Directive> Write these rows as a Markdown table with the columns "No." and "Text", numbering each one and skipping blank lines.
....................
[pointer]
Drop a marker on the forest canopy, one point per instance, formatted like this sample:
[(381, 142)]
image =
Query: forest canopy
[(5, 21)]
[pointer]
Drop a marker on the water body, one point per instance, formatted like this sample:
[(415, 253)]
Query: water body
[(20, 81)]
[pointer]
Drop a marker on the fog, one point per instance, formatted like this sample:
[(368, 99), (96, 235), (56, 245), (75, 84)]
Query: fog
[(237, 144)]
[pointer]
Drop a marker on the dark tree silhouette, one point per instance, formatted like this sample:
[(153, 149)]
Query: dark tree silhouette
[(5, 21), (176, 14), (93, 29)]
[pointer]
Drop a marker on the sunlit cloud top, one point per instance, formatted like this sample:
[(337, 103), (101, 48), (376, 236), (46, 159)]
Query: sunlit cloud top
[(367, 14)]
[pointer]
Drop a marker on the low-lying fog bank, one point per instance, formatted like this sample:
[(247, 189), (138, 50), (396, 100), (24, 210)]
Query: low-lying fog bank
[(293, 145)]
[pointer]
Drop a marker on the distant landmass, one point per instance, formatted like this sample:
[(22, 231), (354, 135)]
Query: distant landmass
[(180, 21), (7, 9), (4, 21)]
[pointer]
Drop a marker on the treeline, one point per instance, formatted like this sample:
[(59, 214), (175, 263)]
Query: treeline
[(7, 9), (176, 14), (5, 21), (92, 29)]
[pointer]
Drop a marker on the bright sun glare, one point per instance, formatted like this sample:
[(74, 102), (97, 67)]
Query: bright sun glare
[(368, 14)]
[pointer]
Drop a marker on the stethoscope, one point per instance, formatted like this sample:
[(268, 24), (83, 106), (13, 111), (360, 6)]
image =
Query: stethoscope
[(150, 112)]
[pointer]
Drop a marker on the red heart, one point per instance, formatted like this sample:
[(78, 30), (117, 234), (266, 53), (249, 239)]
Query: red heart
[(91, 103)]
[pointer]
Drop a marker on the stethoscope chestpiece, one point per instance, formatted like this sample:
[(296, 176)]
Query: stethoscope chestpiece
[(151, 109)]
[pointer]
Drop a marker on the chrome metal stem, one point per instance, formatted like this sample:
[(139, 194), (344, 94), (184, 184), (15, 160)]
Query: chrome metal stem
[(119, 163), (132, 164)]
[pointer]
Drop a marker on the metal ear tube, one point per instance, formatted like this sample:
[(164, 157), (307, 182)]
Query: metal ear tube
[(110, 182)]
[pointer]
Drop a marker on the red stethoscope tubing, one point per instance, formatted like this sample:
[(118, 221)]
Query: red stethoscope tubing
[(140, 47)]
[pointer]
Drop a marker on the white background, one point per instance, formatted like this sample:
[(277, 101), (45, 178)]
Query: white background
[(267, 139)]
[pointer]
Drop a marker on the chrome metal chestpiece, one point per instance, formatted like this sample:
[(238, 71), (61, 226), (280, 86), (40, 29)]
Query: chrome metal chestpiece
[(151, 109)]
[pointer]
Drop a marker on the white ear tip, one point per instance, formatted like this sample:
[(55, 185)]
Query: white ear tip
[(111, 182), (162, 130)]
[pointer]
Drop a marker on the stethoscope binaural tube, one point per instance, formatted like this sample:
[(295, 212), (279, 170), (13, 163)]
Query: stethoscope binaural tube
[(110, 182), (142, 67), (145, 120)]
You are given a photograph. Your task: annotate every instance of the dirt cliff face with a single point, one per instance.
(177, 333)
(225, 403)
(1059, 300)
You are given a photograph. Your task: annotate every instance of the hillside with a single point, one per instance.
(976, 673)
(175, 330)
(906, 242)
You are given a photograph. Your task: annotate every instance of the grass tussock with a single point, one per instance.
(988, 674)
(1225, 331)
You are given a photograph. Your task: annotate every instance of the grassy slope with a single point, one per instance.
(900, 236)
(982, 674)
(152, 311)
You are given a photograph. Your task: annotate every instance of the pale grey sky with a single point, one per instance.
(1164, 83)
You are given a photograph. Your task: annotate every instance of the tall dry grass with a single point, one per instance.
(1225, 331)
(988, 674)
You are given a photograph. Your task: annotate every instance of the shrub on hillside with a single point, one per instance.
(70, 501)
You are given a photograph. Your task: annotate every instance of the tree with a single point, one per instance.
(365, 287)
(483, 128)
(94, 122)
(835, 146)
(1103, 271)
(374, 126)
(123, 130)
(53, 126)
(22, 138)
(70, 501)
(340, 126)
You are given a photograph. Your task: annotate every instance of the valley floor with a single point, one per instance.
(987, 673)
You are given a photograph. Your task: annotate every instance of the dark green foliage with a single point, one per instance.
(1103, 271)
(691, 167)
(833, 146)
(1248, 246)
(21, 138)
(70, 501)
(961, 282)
....................
The result>
| No. | Text |
|---|---|
| 1 | [pointer] |
| 2 | Drop a marker on the forest canopy, one point per instance, formatted like this sample: |
| 3 | [(381, 142)] |
| 4 | image = |
| 5 | Query: forest canopy |
| 6 | [(5, 21)] |
| 7 | [pointer] |
| 8 | Drop a marker on the water body, one point per instance, formatted like this sample: |
| 9 | [(415, 253)] |
| 10 | Query: water body |
| 11 | [(20, 81)] |
| 12 | [pointer] |
| 13 | Drop a marker on the fog, one point per instance, formatted like this sample: |
| 14 | [(368, 99), (96, 235), (56, 245), (75, 84)] |
| 15 | Query: fog |
| 16 | [(237, 144)] |
| 17 | [pointer] |
| 18 | Drop a marker on the dark tree silhouette, one point per instance, formatted like this sample: |
| 19 | [(153, 149)] |
| 20 | Query: dark tree silhouette |
| 21 | [(5, 21), (176, 14), (93, 29)] |
| 22 | [pointer] |
| 23 | Drop a marker on the sunlit cloud top, one point per instance, formatted like this sample: |
| 24 | [(337, 103), (101, 48), (376, 236), (46, 159)] |
| 25 | Query: sunlit cloud top |
| 26 | [(367, 14)] |
| 27 | [pointer] |
| 28 | Drop a marker on the low-lying fog bank, one point per instance, formatted like this sample: |
| 29 | [(247, 189), (138, 50), (396, 100), (24, 210)] |
| 30 | Query: low-lying fog bank |
| 31 | [(293, 145)] |
| 32 | [pointer] |
| 33 | Drop a marker on the distant landmass, one point per instance, formatted like this sample: |
| 34 | [(22, 231), (354, 135)] |
| 35 | Query: distant landmass |
| 36 | [(180, 21), (7, 9), (4, 21)] |
| 37 | [pointer] |
| 38 | Drop a marker on the treeline, one point per instance, formatted like this sample: |
| 39 | [(59, 214), (175, 263)] |
| 40 | Query: treeline |
| 41 | [(7, 9), (176, 14), (5, 21), (92, 29)] |
| 42 | [pointer] |
| 43 | Drop a marker on the bright sun glare, one point per instance, formatted like this sample: |
| 44 | [(74, 102), (97, 67)] |
| 45 | Query: bright sun glare |
| 46 | [(368, 14)] |
| 47 | [pointer] |
| 48 | Drop a marker on the stethoscope, one point per instance, formatted like this sample: |
| 49 | [(268, 24), (83, 106), (13, 111), (360, 6)] |
| 50 | image = |
| 51 | Query: stethoscope |
| 52 | [(150, 112)] |
| 53 | [pointer] |
| 54 | Drop a marker on the red heart, one point per instance, formatted like this sample: |
| 55 | [(78, 30), (117, 234), (266, 53), (249, 239)] |
| 56 | Query: red heart |
| 57 | [(91, 103)] |
| 58 | [pointer] |
| 59 | Drop a marker on the stethoscope chestpiece, one point per instance, formatted like this sample: |
| 60 | [(296, 176)] |
| 61 | Query: stethoscope chestpiece |
| 62 | [(151, 109)] |
| 63 | [pointer] |
| 64 | Drop a marker on the chrome metal stem, one point per instance, formatted like this sample: |
| 65 | [(139, 194), (344, 94), (184, 184), (15, 160)] |
| 66 | Query: chrome metal stem |
| 67 | [(119, 163), (132, 164)] |
| 68 | [pointer] |
| 69 | Drop a marker on the metal ear tube, one point per instance, formatted like this sample: |
| 70 | [(164, 157), (307, 182)] |
| 71 | Query: metal ear tube |
| 72 | [(110, 182)] |
| 73 | [pointer] |
| 74 | Drop a marker on the red stethoscope tubing, one point per instance, formatted like this sample: |
| 75 | [(118, 221)] |
| 76 | Query: red stethoscope tubing |
| 77 | [(140, 47)] |
| 78 | [pointer] |
| 79 | Drop a marker on the white background, one point per instance, formatted like this sample: |
| 80 | [(277, 101), (45, 178)] |
| 81 | Query: white background |
| 82 | [(267, 139)] |
| 83 | [pointer] |
| 84 | Drop a marker on the chrome metal chestpiece, one point per instance, formatted like this sample: |
| 85 | [(238, 71), (61, 226), (280, 86), (40, 29)] |
| 86 | Query: chrome metal chestpiece |
| 87 | [(151, 109)] |
| 88 | [pointer] |
| 89 | Drop a marker on the white ear tip, one point per instance, formatted like this sample: |
| 90 | [(55, 185)] |
| 91 | Query: white ear tip |
| 92 | [(111, 182), (162, 130)] |
| 93 | [pointer] |
| 94 | Drop a marker on the stethoscope binaural tube, one point per instance, formatted like this sample: |
| 95 | [(295, 212), (279, 170), (13, 163)] |
| 96 | Query: stethoscope binaural tube |
| 97 | [(110, 182), (142, 67), (145, 120)] |
| 98 | You are given a photograph. Your task: annotate every instance of the dirt cliff face with a single point, one per instance. |
| 99 | (177, 333) |
| 100 | (225, 403) |
| 101 | (1059, 300) |
| 102 | You are given a photograph. Your task: annotate every instance of the hillside with a single point, one per instance. |
| 103 | (976, 673) |
| 104 | (175, 330) |
| 105 | (906, 242) |
| 106 | You are given a photograph. Your task: annotate every instance of the grass tussock with a single point, one per instance. |
| 107 | (988, 674) |
| 108 | (1225, 331) |
| 109 | You are given a photograph. Your task: annotate every instance of the grassy slope with a single point, one per instance. |
| 110 | (900, 236) |
| 111 | (982, 674) |
| 112 | (152, 311) |
| 113 | You are given a photograph. Your task: annotate every instance of the pale grey sky with a single point, one per instance. |
| 114 | (1164, 83) |
| 115 | You are given a photograph. Your task: annotate every instance of the tall dry grass with a single point, one per instance. |
| 116 | (1225, 331) |
| 117 | (988, 674) |
| 118 | You are given a photograph. Your task: annotate every instance of the shrub on hillside with a single point, one per instance. |
| 119 | (70, 501) |
| 120 | You are given a photograph. Your task: annotate every instance of the tree with a single point, one per instance. |
| 121 | (365, 287) |
| 122 | (483, 128) |
| 123 | (94, 122) |
| 124 | (835, 146) |
| 125 | (1103, 271) |
| 126 | (374, 126) |
| 127 | (123, 130) |
| 128 | (53, 126) |
| 129 | (22, 138) |
| 130 | (70, 501) |
| 131 | (340, 126) |
| 132 | You are given a photograph. Your task: annotate every instance of the valley floor with a single point, one per instance. |
| 133 | (987, 673) |
| 134 | You are given a photograph. Your task: annotate every instance of the dark green foliage with a single point, one per instance. |
| 135 | (1103, 271) |
| 136 | (691, 167) |
| 137 | (833, 146) |
| 138 | (1248, 246) |
| 139 | (21, 138) |
| 140 | (70, 501) |
| 141 | (961, 282) |